Segmentation labeling items

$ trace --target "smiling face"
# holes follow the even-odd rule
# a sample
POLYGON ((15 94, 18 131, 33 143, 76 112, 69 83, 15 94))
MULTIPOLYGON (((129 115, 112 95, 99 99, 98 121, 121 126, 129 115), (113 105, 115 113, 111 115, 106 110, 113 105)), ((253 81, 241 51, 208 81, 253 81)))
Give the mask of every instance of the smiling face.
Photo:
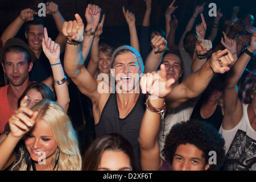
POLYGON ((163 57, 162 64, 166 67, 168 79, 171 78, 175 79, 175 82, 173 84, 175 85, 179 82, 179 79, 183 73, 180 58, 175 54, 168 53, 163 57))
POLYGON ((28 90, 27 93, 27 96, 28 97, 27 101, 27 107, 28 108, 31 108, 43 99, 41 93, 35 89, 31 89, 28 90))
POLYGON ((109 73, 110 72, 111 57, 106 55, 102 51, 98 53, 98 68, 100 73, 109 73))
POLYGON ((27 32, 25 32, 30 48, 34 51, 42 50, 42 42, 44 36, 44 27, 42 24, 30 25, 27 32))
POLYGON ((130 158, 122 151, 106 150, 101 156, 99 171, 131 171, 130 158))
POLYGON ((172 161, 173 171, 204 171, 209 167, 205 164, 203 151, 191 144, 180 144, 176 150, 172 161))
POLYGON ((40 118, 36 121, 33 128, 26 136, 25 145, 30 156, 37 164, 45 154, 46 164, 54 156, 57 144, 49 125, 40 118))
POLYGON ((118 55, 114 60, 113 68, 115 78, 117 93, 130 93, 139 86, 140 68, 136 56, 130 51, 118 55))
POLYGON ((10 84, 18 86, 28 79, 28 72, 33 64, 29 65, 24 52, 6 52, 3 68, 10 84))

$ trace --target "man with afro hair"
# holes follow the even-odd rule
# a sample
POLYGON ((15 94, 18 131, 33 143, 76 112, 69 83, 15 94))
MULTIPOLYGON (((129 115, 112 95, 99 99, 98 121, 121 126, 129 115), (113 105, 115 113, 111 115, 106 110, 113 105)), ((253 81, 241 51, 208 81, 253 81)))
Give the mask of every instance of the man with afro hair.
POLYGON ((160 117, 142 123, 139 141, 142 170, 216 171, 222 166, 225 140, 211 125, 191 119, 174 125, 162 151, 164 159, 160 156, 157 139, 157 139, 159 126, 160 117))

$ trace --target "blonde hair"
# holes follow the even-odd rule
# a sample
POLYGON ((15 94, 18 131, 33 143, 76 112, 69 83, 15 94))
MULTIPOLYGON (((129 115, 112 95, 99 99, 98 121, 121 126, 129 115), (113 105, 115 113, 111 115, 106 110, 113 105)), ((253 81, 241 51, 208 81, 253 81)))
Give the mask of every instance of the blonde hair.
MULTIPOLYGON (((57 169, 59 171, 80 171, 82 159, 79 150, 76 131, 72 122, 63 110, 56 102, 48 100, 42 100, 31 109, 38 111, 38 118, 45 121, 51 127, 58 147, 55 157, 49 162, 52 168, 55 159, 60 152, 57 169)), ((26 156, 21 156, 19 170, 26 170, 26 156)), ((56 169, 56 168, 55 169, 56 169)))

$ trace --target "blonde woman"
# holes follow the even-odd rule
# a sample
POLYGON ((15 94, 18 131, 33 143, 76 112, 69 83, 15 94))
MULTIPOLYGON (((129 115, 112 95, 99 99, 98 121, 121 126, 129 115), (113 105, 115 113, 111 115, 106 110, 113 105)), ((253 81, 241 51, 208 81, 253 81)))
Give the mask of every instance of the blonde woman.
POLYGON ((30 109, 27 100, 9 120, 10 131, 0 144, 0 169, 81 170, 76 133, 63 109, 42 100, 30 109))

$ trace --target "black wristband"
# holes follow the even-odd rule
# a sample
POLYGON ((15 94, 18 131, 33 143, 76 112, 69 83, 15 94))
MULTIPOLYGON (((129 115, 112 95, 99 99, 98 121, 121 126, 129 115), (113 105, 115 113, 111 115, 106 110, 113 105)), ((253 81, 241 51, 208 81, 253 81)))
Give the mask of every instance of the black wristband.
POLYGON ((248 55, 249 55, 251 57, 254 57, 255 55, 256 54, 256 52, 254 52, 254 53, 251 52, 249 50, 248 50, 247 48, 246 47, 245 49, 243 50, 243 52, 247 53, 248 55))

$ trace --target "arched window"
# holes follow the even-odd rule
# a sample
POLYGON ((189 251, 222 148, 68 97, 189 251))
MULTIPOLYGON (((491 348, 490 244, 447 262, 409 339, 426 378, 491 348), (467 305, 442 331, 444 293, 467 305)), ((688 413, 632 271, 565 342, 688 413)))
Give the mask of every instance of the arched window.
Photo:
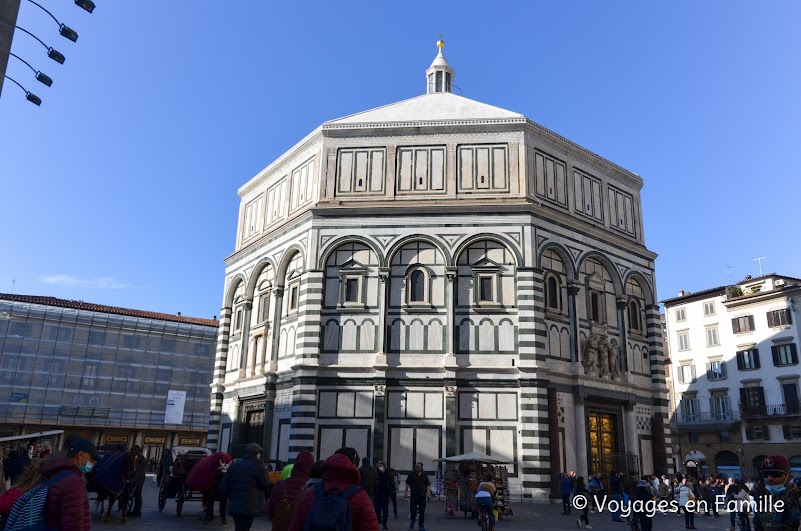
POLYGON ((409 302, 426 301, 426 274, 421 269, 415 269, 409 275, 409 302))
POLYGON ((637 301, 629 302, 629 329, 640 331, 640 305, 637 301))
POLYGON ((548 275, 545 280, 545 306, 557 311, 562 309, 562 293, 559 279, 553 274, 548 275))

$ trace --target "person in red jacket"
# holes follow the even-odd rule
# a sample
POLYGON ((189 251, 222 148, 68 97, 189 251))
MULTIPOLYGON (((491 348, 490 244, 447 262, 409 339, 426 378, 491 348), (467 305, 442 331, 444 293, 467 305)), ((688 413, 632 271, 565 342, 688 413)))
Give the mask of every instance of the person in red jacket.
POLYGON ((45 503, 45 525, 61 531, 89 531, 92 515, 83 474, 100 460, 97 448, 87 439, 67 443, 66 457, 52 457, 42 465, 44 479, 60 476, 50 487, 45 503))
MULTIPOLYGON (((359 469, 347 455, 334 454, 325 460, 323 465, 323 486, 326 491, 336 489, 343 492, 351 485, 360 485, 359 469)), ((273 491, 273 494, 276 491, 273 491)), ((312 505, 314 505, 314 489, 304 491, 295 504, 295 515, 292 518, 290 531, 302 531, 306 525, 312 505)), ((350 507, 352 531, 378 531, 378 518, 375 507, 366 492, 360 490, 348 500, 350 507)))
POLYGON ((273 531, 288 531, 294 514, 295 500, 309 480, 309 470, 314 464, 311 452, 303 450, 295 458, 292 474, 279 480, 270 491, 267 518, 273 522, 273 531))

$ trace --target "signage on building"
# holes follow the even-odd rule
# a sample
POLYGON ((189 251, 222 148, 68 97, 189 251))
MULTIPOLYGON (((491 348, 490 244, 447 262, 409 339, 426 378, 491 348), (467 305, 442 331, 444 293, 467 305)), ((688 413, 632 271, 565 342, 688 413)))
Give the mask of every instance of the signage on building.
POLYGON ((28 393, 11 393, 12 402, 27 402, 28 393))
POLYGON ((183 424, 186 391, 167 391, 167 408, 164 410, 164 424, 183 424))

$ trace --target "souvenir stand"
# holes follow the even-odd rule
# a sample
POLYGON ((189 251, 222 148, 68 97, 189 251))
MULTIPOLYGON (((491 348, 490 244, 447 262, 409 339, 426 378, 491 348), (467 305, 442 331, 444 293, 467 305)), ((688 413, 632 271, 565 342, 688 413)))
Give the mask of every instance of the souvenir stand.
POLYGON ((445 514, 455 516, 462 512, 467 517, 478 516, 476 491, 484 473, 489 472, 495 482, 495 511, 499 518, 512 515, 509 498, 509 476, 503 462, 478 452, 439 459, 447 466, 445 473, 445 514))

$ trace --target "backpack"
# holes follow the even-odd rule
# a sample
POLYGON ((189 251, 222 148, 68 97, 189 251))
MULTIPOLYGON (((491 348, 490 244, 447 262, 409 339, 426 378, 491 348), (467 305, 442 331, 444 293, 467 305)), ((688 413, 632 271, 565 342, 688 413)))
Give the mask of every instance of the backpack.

Given request: Go through the material above and print all of it exactly, except the pictures.

Answer:
$ trace --target "smiling face"
# holes follow the even-odd rule
# a sample
POLYGON ((15 94, 18 131, 33 143, 76 112, 69 83, 15 94))
MULTIPOLYGON (((129 115, 112 95, 99 99, 98 121, 121 126, 129 115), (113 105, 115 113, 111 115, 106 110, 113 105)), ((253 81, 241 51, 208 81, 253 81)))
Give the mask of every instance of the smiling face.
Photo:
POLYGON ((163 57, 162 64, 166 67, 168 79, 171 78, 175 79, 175 82, 173 84, 175 85, 179 82, 179 79, 183 73, 180 58, 175 54, 168 53, 163 57))
POLYGON ((28 90, 27 93, 27 96, 28 97, 27 101, 27 107, 28 108, 31 108, 43 99, 41 93, 35 89, 31 89, 28 90))
POLYGON ((109 73, 110 72, 111 57, 106 55, 102 51, 98 53, 98 68, 100 73, 109 73))
POLYGON ((27 32, 25 32, 30 48, 34 51, 42 50, 42 42, 44 36, 44 27, 42 24, 30 25, 27 32))
POLYGON ((130 158, 122 151, 106 150, 101 156, 99 171, 131 171, 130 158))
POLYGON ((172 161, 173 171, 204 171, 209 167, 205 164, 203 151, 191 144, 180 144, 176 150, 172 161))
POLYGON ((40 118, 36 121, 33 128, 26 136, 25 145, 30 156, 37 164, 45 154, 46 164, 54 156, 57 144, 49 125, 40 118))
POLYGON ((118 55, 114 60, 113 68, 115 78, 117 93, 130 93, 139 86, 140 68, 136 56, 130 51, 118 55))
POLYGON ((10 84, 18 86, 28 79, 28 72, 33 64, 29 65, 24 52, 6 52, 3 68, 10 84))

$ trace --target "man with afro hair"
# holes follow the even-odd rule
# a sample
POLYGON ((15 94, 18 131, 33 143, 76 112, 69 83, 15 94))
MULTIPOLYGON (((129 115, 112 95, 99 99, 98 121, 121 126, 129 115), (113 105, 115 113, 111 115, 106 110, 113 105)), ((253 81, 241 51, 208 81, 253 81)))
Give the mask of every instance of the man with afro hair.
POLYGON ((160 117, 142 123, 139 141, 142 170, 216 171, 222 166, 225 140, 211 125, 191 119, 174 125, 162 151, 164 159, 160 156, 157 139, 157 139, 159 126, 160 117))

$ trace --target "blonde hair"
# holes follow the even-odd rule
# a sample
POLYGON ((15 94, 18 131, 33 143, 76 112, 69 83, 15 94))
MULTIPOLYGON (((129 115, 112 95, 99 99, 98 121, 121 126, 129 115), (113 105, 115 113, 111 115, 106 110, 113 105)), ((253 81, 241 51, 208 81, 253 81)))
Give the mask of every instance of the blonde hair.
MULTIPOLYGON (((57 169, 59 171, 80 171, 82 159, 79 150, 76 131, 72 122, 63 110, 56 102, 48 100, 42 100, 31 109, 38 111, 38 118, 45 121, 51 127, 58 147, 55 157, 49 162, 52 168, 55 159, 60 152, 57 169)), ((26 156, 21 156, 19 170, 26 170, 26 156)), ((56 169, 56 168, 55 169, 56 169)))

$ trace --target "blonde woman"
# holes follow the even-odd rule
# a sample
POLYGON ((15 94, 18 131, 33 143, 76 112, 69 83, 15 94))
MULTIPOLYGON (((129 115, 112 95, 99 99, 98 121, 121 126, 129 115), (113 105, 115 113, 111 115, 106 110, 113 105)), ((253 81, 241 51, 208 81, 253 81)))
Give the mask of every instance of the blonde woman.
POLYGON ((30 109, 27 100, 9 120, 10 131, 0 144, 0 169, 81 170, 76 133, 63 109, 42 100, 30 109))

$ trace --target "black wristband"
# holes follow the even-odd rule
# a sample
POLYGON ((15 94, 18 131, 33 143, 76 112, 69 83, 15 94))
MULTIPOLYGON (((129 115, 112 95, 99 99, 98 121, 121 126, 129 115), (113 105, 115 113, 111 115, 106 110, 113 105)), ((253 81, 241 51, 208 81, 253 81)))
Give the mask of every instance of the black wristband.
POLYGON ((248 55, 249 55, 251 57, 254 57, 255 55, 256 54, 256 52, 254 52, 254 53, 251 52, 249 50, 248 50, 247 48, 246 47, 245 49, 243 50, 243 52, 247 53, 248 55))

$ trace --target "arched window"
# holes follow the even-odd rule
# a sample
POLYGON ((189 251, 222 148, 68 97, 189 251))
MULTIPOLYGON (((491 348, 490 244, 447 262, 409 339, 426 378, 491 348), (467 305, 442 331, 444 293, 467 305)), ((688 413, 632 271, 565 342, 688 413)))
Give the mask of every instance of the arched window.
Photo:
POLYGON ((409 302, 426 301, 426 274, 421 269, 415 269, 409 275, 409 302))
POLYGON ((637 301, 629 302, 629 329, 640 331, 640 305, 637 301))
POLYGON ((548 275, 545 280, 545 306, 557 311, 562 309, 562 293, 559 279, 553 274, 548 275))

$ trace --target "person in red jacket"
# holes follow the even-odd rule
# a sample
POLYGON ((189 251, 222 148, 68 97, 189 251))
MULTIPOLYGON (((491 348, 490 244, 447 262, 409 339, 426 378, 491 348), (467 305, 442 331, 444 293, 467 305)), ((688 413, 632 271, 565 342, 688 413)))
Give the mask of every instance of the person in red jacket.
POLYGON ((45 503, 45 525, 61 531, 89 531, 92 515, 83 474, 100 460, 97 448, 87 439, 67 443, 66 457, 52 457, 42 465, 44 479, 60 476, 50 487, 45 503))
MULTIPOLYGON (((359 469, 347 455, 334 454, 325 460, 323 465, 323 486, 326 491, 336 489, 343 492, 351 485, 360 485, 359 469)), ((273 491, 273 494, 276 491, 273 491)), ((312 505, 314 505, 314 489, 304 491, 295 504, 295 515, 292 518, 290 531, 302 531, 306 525, 312 505)), ((350 507, 352 531, 378 531, 378 518, 375 507, 366 492, 360 490, 348 500, 350 507)))
POLYGON ((273 531, 288 531, 294 514, 295 500, 309 480, 309 470, 314 464, 311 452, 303 450, 295 458, 292 474, 279 480, 270 491, 267 518, 273 522, 273 531))

$ trace --target "signage on building"
# holes follow the even-odd rule
# a sample
POLYGON ((189 251, 222 148, 68 97, 189 251))
MULTIPOLYGON (((491 348, 490 244, 447 262, 409 339, 426 378, 491 348), (467 305, 442 331, 444 293, 467 305)), ((688 413, 632 271, 565 342, 688 413)))
Give the mask of every instance of the signage on building.
POLYGON ((28 393, 11 393, 12 402, 27 402, 28 393))
POLYGON ((183 424, 186 391, 167 391, 167 408, 164 410, 164 424, 183 424))

$ trace --target "souvenir stand"
# holes follow the even-odd rule
# a sample
POLYGON ((189 251, 222 148, 68 97, 189 251))
MULTIPOLYGON (((491 348, 490 244, 447 262, 409 339, 426 378, 491 348), (467 305, 442 331, 444 293, 467 305)), ((688 413, 632 271, 565 342, 688 413)))
Give the mask of every instance of the souvenir stand.
POLYGON ((445 514, 455 516, 462 512, 467 517, 478 516, 476 491, 484 473, 489 472, 495 482, 495 511, 499 518, 512 515, 509 498, 509 476, 503 462, 478 452, 439 459, 447 466, 445 473, 445 514))

$ trace --target "backpack"
# holes follow the even-odd rule
# a sample
POLYGON ((189 251, 222 148, 68 97, 189 251))
MULTIPOLYGON (((491 348, 490 244, 447 262, 409 339, 426 378, 491 348), (467 305, 442 331, 444 293, 467 305)), ((688 413, 632 271, 565 342, 688 413)))
Give the mask of every instance of the backpack.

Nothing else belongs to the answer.